Task instructions: Whichever lines of the entries hold the word "each" should be identified and copied.

Information supplied:
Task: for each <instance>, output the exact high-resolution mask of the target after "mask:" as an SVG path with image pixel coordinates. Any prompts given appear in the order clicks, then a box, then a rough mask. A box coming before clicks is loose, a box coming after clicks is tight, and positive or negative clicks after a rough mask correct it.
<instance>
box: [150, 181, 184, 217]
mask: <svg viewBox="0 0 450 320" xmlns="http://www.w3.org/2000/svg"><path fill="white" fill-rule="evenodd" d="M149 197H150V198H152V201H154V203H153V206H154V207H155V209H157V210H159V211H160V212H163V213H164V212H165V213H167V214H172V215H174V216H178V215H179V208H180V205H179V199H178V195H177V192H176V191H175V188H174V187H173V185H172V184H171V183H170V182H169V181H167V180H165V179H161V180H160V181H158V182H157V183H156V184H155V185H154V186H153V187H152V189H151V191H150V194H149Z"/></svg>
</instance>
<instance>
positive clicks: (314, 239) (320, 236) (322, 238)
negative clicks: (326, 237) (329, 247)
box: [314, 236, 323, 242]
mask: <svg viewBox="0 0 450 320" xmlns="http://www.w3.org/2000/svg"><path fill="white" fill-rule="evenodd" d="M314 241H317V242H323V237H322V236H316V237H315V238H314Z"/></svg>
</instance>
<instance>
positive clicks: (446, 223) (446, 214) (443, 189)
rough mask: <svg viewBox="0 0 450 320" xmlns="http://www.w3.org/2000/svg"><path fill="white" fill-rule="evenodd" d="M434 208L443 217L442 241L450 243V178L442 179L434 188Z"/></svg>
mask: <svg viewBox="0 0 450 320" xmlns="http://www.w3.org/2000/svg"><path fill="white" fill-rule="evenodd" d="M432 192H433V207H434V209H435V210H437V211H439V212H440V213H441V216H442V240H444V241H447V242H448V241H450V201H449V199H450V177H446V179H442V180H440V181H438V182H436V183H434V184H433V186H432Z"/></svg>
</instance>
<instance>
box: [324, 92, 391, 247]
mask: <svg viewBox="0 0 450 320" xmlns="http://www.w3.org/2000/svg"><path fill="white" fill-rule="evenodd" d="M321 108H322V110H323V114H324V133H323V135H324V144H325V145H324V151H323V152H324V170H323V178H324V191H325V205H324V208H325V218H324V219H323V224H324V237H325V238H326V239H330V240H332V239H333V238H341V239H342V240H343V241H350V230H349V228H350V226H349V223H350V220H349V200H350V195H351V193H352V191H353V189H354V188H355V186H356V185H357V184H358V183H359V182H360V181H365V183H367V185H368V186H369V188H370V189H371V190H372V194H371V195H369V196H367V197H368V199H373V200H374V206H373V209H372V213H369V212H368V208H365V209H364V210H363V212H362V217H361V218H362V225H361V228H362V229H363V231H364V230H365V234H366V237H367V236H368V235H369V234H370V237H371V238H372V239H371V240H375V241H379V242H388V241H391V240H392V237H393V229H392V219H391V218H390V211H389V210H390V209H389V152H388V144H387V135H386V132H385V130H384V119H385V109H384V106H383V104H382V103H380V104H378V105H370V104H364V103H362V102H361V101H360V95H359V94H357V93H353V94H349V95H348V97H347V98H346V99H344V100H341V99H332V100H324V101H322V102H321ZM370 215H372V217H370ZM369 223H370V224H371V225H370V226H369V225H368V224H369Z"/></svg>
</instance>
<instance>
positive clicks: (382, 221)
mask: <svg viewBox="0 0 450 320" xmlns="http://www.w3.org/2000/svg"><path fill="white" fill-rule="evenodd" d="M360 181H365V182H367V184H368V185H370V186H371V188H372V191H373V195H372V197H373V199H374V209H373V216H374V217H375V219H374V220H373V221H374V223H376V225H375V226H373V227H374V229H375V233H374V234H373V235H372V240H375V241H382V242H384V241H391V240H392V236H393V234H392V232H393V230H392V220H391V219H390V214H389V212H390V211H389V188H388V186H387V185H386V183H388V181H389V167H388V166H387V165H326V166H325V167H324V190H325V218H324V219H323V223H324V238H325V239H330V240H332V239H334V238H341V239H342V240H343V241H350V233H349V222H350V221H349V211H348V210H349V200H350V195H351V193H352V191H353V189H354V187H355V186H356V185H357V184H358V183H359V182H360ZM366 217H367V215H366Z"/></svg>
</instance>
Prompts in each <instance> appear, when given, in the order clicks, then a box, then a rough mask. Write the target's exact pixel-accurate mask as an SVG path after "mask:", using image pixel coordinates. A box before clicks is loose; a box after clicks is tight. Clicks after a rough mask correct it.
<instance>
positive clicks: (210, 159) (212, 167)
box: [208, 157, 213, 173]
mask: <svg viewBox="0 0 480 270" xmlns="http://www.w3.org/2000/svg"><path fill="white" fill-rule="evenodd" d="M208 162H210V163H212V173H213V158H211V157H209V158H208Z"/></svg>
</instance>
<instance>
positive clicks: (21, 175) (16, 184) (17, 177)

Response area:
Task: for each <instance>, output the exact high-resolution mask of the target after "mask:" as an SVG path with image pixel coordinates. Any prompts given appear in the order clicks, then a box, then a rough mask. A box coming before clicks is loose, a box coming after clicks is tight, and positive or negative clicks after a rough mask correct it.
Prompts in each <instance> appear, when given, in the order clicks, then a box, then a rough mask. Write the target's exact pixel-accurate mask as an SVG path after "mask:", using image pixel coordinates. A box before clicks is loose; a box after clicks is tight. Clicks after a rough mask correct it.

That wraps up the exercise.